## Short exercise
Please answer these from the Newcastle United commentary:
1. What does the commentary call Ashley's most profitable venture?
2. What kind of company is the shirt sponsor described as?
3. Whose contract has a break clause that can now be activated?

Professional pride, effort and a desire to be the best possible should be the base of anything in life, let alone competitive sport. Too many times this season and in previous years have consequences for failure not existed. If there is no drive to go forward from the top, players are not going to pour their heart and soul into what they are doing. That is Newcastle’s most fundamental error.
It is no secret that Ashley has attempted to run matters like another of his businesses. Almost in the model of his most profitable venture, Sports Direct, he attempts to sell cheap stock at high prices, explaining the obsession with bringing in young, unproven players from abroad with the idea of selling them on.
It worked for a while, but he has been warned that football and business are not identical. Now, the proof of the pudding is in the eating.
Emotion has much more of an impact on football. If everyone, from fans to players, coaches and directors, is pulling in the same direction at Newcastle, few places are more powerful, but Ashley has continuously ignored his biggest asset, and that negligence is why what has happened has indeed happened.
Newcastle will bounce back, if only because Mike Ashley is concerned about profit more than anything and he will need the Prem cash
— Ed Malyon (@eaamalyon) May 11, 2016
He is a man proven as morally bankrupt, having been proven in a court of law to have lied to and then mistreated a player on disability grounds. He also sanctioned the shirt sponsor as a, for lack of a better word, despised pay-day loan company. Forget the decisions, forget the anger at what has happened, it is hard to feel anything towards a club under such a regime.
Despite the comments of Freddy Shepherd, the only hope is Benitez. The break clause in his contract can now be activated and he is free to leave at the end of the season, but the possibility of him staying on in the Championship is reportedly much greater than before. Despite everything, his reign has been like the old Newcastle United, and it would soften any blow to have him at the helm but would sting even more should he depart.
Everything that has been foreseen, all the warnings and the prophecies, have come true. It is a long road back for Newcastle United, much longer than last time but, make no mistake, this is no less than what they deserve.

Stored dataset items:
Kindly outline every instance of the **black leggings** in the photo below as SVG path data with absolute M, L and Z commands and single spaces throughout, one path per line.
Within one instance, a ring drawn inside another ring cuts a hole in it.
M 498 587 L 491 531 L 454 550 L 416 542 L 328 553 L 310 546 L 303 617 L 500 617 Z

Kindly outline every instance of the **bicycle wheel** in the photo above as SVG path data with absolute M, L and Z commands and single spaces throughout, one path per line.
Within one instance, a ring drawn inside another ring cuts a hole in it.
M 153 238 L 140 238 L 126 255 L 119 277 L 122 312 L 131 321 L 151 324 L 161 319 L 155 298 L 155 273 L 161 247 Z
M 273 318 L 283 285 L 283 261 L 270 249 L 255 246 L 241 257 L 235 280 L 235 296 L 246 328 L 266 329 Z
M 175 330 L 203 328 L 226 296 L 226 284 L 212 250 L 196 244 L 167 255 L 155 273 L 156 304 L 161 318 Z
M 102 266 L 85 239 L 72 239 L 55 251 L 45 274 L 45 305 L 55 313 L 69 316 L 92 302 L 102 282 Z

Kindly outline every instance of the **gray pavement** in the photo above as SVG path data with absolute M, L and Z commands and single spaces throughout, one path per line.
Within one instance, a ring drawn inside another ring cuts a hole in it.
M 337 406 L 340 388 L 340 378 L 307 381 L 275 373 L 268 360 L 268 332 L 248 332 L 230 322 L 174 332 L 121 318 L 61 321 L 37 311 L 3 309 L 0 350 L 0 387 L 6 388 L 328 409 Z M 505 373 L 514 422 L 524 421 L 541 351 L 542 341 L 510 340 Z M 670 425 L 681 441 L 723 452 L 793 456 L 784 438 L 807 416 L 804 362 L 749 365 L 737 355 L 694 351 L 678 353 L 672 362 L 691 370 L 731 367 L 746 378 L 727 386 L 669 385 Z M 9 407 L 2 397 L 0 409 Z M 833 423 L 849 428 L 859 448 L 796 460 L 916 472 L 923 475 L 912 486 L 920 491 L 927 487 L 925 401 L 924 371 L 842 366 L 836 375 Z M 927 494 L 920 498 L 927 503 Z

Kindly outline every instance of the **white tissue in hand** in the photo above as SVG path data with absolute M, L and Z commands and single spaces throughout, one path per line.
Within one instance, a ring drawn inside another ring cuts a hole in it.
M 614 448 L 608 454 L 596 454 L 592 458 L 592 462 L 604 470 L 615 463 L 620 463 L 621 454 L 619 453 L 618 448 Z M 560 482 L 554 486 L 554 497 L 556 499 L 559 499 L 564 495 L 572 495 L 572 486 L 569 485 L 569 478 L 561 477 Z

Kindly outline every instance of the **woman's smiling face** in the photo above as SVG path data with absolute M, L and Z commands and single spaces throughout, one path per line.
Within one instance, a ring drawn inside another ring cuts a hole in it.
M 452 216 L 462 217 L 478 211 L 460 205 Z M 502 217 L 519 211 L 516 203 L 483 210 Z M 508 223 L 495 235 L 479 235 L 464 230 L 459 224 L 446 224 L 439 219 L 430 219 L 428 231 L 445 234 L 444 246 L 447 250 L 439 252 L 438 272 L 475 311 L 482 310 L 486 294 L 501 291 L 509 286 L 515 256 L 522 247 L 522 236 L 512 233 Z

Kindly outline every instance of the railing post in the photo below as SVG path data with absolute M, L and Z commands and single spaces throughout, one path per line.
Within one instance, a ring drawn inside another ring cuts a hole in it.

## Answer below
1. Sports Direct
2. A despised pay-day loan company
3. Benitez's